BEGIN DATA FOR THE TASK

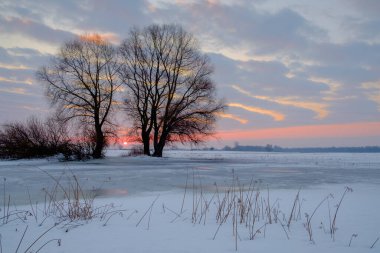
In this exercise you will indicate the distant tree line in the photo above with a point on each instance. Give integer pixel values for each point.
(158, 76)
(273, 148)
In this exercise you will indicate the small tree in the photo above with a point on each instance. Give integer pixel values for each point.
(33, 139)
(171, 96)
(81, 82)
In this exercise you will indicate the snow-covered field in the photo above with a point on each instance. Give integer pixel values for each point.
(195, 201)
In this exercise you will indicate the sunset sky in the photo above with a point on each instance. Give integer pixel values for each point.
(293, 72)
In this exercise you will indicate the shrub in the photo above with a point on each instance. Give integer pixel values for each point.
(37, 139)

END DATA FOR THE TASK

> _TASK GOAL_: Turn all the rows above into a Markdown table with two columns, Number and Line, numbering each line and leaving out blank lines. Do not include the pictures in the table.

> _RESPONSE BELOW_:
| Number | Line |
|---|---|
| 1 | In this exercise you will indicate the distant tree line in the photo above with a point on each instance. Give integer pixel values for each point. |
| 2 | (158, 76) |
| 3 | (273, 148) |
| 4 | In this exercise you will indicate the small tree in the photo above with a point on each instance. Give integer pixel values for each point. |
| 5 | (33, 139) |
| 6 | (171, 96) |
| 7 | (81, 82) |
| 8 | In this exercise you will indicate the snow-covered field in the photo above with a point on each instance. Give integer pixel values for each point. |
| 9 | (195, 201) |
| 10 | In this exercise you will indicate the sunset sky in the photo above with a point on each instance. Give integer pixel values for each point. |
| 11 | (293, 72) |
| 12 | In this exercise you will indicate the shrub in the photo above with a point on each instance. Give integer pixel values for each point. |
| 13 | (37, 139) |